■ EXERCISE ■
Print all the data, keeping every line exactly as it is.

■ EXCERPTED DATA ■
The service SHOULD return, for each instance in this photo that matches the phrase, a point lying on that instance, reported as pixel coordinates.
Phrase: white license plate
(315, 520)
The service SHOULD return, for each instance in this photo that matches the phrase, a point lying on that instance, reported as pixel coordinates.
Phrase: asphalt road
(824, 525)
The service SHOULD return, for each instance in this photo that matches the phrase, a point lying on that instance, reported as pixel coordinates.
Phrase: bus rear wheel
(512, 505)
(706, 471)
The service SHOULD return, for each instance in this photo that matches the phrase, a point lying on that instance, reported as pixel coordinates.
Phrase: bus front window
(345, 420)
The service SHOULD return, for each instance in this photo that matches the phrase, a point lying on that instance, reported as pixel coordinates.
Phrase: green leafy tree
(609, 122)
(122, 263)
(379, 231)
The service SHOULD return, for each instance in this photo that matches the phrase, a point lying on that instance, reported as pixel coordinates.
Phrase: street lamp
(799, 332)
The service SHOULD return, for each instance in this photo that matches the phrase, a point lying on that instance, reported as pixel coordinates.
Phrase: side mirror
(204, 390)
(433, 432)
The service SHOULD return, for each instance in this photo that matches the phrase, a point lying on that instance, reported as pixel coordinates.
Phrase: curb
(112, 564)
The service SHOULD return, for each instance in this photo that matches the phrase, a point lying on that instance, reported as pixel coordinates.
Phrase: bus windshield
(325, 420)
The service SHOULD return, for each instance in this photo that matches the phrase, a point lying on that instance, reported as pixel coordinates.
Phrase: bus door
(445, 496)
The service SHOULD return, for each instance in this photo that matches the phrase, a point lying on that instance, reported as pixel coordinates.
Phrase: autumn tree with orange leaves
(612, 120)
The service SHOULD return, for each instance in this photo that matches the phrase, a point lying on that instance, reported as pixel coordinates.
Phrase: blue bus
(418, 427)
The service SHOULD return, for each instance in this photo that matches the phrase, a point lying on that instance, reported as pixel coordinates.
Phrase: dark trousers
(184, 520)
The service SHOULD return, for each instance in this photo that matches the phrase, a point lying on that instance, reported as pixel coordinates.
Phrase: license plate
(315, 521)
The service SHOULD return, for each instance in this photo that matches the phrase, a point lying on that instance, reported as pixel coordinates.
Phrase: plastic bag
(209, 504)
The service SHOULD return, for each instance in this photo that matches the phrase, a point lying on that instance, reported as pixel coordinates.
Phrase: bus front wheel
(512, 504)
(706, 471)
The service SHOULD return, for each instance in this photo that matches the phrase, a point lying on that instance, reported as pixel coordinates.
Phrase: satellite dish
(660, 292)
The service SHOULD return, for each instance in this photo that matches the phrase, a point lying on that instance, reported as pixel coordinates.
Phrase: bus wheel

■ PROBLEM SOLUTION ■
The service SHOULD return, for each instance in this photo that matches the phrase, a point lying on that instance, reported as pixel coordinates.
Phrase: white license plate
(315, 520)
The service SHOULD return, for each instance in this photo that matches the phrase, a point lying on that instance, reported as pixel coordinates.
Phrase: asphalt road
(824, 525)
The service SHOULD return, for each instance in this photo that matches the phrase, a point lying on that instance, reported as pixel coordinates.
Phrase: bus rear wheel
(512, 505)
(706, 471)
The service SHOULD return, for each instance in this photo that matches the phrase, a point lying on that instance, reported as pixel coordinates.
Phrase: bus front window
(345, 420)
The service SHOULD return, for each instance in this photo that matches the phrase, a point lying on that instance, reported as pixel coordinates.
Phrase: green leafy tree
(609, 122)
(122, 263)
(379, 231)
The service SHOULD return, for each instance in this photo that matches the phrase, a point lying on that instance, reported as pixel coordinates.
Phrase: street lamp
(799, 332)
The service SHOULD return, for each instance in this photo that matches the phrase, a point lying on that instance, reported as pixel coordinates.
Phrase: side mirror
(204, 390)
(433, 432)
The service SHOULD return, for each instance in this photo that matches the phrase, a point lying on that instance, reported as pixel coordinates.
Phrase: curb
(112, 564)
The service SHOULD return, for each instance in this photo that matches the phrase, a point lying on that instance, reported as pixel coordinates.
Phrase: bus windshield
(325, 420)
The service SHOULD return, for each instance in this photo that matches the phrase, a point lying on that instance, reported as pixel coordinates.
Phrase: bus door
(445, 496)
The service SHOULD return, for each instance in this photo that matches the phrase, a point lying on that instance, reported as pixel coordinates.
Phrase: autumn tree with orange leaves
(612, 120)
The service SHOULD return, for each instance in this photo that matches the phrase, a point lying on that instance, reported as pixel coordinates.
Phrase: blue bus
(418, 427)
The service SHOULD return, for each instance in this photo that matches the phrase, a point lying on that instance, reported as pixel coordinates.
Phrase: dark trousers
(184, 520)
The service SHOULD return, for each instance in this photo that matches the phrase, a point lying on that instance, reported as pixel coordinates.
Phrase: license plate
(315, 521)
The service SHOULD return, for each instance in this photo that matches the phrase, a point lying on that instance, reported as pixel coordinates.
Phrase: plastic bag
(209, 504)
The service SHOULD return, for each instance in this photo that matches the phrase, a point lying on that instance, reported as pixel coordinates.
Phrase: bus front wheel
(512, 504)
(706, 471)
The service SHOULD return, for each instance in this photo that matches the phrase, a point lying on that instance, reported as pixel coordinates.
Phrase: satellite dish
(660, 292)
The service SHOULD return, for each instance in this photo that matches the phrase, a point lying on that instance, reported as pixel coordinates.
Phrase: bus wheel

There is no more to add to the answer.